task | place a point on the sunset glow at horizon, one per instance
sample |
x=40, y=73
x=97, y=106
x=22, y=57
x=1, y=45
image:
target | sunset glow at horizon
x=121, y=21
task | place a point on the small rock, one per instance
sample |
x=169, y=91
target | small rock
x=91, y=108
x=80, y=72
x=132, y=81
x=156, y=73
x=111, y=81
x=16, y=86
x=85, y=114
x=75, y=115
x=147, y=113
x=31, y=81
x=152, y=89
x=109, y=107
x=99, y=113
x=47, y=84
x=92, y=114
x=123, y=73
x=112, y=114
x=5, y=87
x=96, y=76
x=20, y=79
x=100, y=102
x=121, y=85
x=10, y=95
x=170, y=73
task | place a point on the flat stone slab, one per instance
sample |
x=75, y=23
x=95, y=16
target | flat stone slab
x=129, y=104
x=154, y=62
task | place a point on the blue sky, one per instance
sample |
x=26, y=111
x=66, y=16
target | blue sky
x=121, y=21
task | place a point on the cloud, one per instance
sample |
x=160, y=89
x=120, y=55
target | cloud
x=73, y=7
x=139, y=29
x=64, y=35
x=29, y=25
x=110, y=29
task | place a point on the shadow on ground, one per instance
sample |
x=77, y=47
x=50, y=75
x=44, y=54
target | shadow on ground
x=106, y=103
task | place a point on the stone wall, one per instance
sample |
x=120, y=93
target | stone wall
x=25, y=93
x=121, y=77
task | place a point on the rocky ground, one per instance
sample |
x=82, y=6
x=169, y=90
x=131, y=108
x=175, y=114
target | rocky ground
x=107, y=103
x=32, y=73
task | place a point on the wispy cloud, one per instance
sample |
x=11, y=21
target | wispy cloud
════
▶ _Exercise instructions_
Each line of the records above that contains the word "task" should be counted; give the resulting number without further words.

▶ _Answer to the problem_
9